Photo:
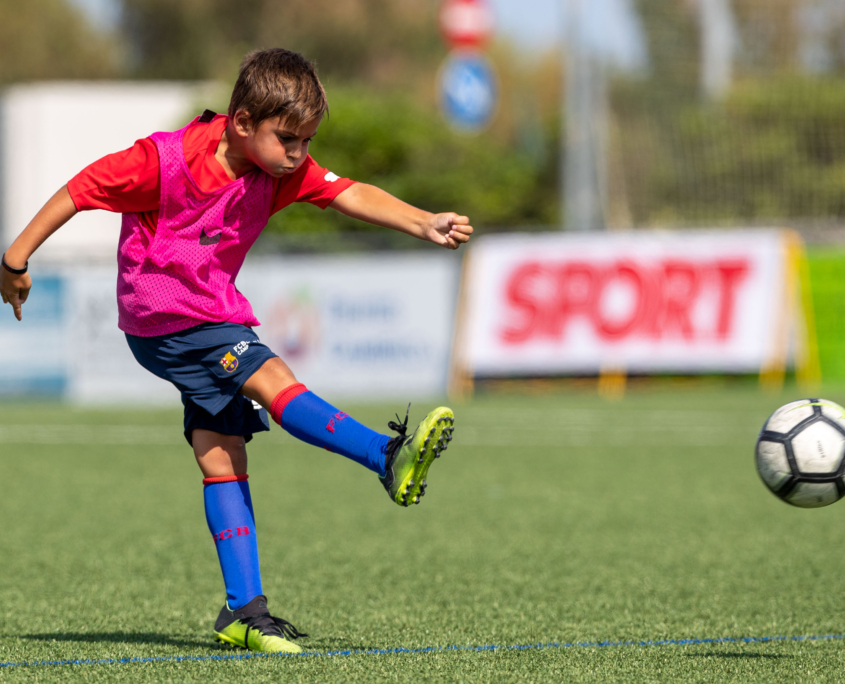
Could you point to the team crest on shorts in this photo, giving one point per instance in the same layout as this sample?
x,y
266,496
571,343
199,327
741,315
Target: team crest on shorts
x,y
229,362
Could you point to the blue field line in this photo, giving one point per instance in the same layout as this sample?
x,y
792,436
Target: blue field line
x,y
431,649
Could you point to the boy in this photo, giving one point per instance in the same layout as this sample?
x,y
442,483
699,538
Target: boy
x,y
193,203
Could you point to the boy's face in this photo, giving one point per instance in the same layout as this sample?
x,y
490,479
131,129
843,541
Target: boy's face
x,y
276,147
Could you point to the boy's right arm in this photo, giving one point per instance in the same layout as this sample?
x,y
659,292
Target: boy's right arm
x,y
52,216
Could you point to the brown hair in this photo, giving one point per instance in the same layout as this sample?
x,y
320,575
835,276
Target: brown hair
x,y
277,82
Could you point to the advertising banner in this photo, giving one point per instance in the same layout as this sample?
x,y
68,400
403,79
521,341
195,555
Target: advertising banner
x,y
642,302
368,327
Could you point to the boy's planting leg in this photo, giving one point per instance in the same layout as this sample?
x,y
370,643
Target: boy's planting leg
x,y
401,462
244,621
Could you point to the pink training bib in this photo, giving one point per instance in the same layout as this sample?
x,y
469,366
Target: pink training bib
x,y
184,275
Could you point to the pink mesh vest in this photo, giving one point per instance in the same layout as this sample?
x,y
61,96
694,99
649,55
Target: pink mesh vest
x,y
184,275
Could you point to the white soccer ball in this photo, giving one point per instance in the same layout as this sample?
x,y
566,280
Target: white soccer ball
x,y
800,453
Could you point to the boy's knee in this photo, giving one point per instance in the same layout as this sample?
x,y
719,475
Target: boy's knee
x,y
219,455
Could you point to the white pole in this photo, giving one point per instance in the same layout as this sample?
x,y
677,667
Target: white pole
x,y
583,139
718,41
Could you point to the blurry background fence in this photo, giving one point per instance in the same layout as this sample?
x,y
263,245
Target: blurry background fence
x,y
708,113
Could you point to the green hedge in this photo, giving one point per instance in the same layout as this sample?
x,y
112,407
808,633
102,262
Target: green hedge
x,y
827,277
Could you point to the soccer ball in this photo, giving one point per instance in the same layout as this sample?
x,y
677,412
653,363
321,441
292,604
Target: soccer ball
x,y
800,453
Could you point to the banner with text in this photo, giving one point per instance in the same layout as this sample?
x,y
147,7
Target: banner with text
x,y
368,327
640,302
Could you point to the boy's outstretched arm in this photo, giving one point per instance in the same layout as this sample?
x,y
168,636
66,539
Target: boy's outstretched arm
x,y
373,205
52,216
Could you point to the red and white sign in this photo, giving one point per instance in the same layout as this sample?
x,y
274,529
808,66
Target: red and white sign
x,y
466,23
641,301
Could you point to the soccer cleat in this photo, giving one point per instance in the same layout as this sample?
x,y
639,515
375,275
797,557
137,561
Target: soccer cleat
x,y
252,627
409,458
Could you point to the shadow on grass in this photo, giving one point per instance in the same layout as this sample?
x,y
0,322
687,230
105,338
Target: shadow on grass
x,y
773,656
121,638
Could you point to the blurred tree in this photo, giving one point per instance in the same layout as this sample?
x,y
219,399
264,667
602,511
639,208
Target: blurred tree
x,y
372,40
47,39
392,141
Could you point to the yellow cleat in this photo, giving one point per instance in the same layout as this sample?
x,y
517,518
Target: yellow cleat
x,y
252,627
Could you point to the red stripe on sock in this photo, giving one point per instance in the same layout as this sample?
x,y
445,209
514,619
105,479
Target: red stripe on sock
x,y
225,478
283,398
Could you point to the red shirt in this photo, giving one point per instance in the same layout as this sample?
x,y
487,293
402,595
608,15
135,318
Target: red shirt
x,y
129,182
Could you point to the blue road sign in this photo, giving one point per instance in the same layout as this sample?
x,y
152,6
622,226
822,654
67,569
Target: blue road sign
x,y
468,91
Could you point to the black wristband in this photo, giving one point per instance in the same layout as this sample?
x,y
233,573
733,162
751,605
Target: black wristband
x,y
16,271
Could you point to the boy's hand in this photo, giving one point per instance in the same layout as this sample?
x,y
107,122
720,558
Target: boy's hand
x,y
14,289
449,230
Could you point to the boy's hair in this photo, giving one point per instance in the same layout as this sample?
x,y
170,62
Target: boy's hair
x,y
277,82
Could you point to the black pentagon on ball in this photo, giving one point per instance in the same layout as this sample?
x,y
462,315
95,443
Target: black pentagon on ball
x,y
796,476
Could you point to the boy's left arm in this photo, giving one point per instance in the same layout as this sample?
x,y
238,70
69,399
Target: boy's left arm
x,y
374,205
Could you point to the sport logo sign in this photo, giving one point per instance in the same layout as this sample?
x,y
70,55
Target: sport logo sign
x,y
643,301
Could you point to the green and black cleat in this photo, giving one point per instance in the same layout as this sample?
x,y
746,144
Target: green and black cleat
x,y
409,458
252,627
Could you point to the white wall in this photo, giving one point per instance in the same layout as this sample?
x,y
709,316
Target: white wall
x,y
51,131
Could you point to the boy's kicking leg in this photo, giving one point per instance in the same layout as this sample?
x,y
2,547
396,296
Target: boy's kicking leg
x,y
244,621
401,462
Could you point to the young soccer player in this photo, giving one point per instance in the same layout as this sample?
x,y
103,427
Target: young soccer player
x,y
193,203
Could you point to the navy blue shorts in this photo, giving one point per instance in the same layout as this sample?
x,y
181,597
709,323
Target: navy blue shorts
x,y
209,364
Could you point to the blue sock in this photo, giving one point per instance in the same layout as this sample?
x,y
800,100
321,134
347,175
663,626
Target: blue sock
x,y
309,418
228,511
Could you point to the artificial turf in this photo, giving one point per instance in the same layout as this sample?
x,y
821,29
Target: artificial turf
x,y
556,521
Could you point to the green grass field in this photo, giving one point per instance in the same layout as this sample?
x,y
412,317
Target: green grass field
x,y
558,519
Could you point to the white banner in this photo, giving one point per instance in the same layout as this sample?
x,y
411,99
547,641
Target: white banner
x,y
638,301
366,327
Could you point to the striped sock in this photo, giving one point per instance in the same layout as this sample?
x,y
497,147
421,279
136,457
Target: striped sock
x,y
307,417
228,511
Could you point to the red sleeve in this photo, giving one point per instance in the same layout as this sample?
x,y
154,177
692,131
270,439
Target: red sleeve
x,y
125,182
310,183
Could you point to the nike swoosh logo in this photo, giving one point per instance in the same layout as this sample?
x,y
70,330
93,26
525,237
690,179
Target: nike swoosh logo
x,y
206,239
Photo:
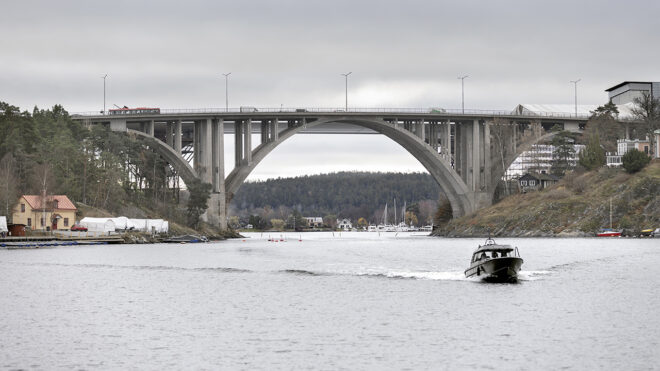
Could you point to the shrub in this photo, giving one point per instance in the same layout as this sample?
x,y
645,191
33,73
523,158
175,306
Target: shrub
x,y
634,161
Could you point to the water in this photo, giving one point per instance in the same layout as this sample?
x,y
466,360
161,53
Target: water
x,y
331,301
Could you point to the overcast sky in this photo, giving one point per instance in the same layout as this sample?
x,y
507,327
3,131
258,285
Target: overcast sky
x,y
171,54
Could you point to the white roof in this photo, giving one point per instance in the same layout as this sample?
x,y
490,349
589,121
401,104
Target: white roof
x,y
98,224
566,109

----

#### Work request:
Give back exactly the lines running from the line that has "Could you point to the shrub" to the end of the entries above.

#### Reply to the exercise:
Could you point to the shrub in this photo, giving one point per instance in the same layout as this sample?
x,y
645,191
33,73
523,158
175,306
Target: shrub
x,y
634,161
Could you point to the water in this photo, giving one point per instance in the same layout as this sample?
x,y
466,360
161,53
Target: water
x,y
331,301
Could you point to the overcast sky in this photo, giving one point per instance in the same layout as this sample?
x,y
507,327
3,131
258,285
Target: overcast sky
x,y
171,54
Could you point to the white roof in this photo, giving one point per instance in the same layout as this sample?
x,y
490,349
589,121
401,104
Target: white roof
x,y
98,224
566,109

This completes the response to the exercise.